Segment Open

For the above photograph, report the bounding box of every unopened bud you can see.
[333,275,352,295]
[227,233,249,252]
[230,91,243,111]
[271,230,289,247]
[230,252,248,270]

Segment Closed

▶ [TASK TO CARRY OUT] Your response must consist of the entries, reproduced exactly.

▶ [SOLVED PROBLEM]
For the above photograph, report the bounding box of every unopened bud you can see.
[333,275,352,295]
[227,233,249,252]
[230,91,243,111]
[271,230,289,247]
[230,252,248,270]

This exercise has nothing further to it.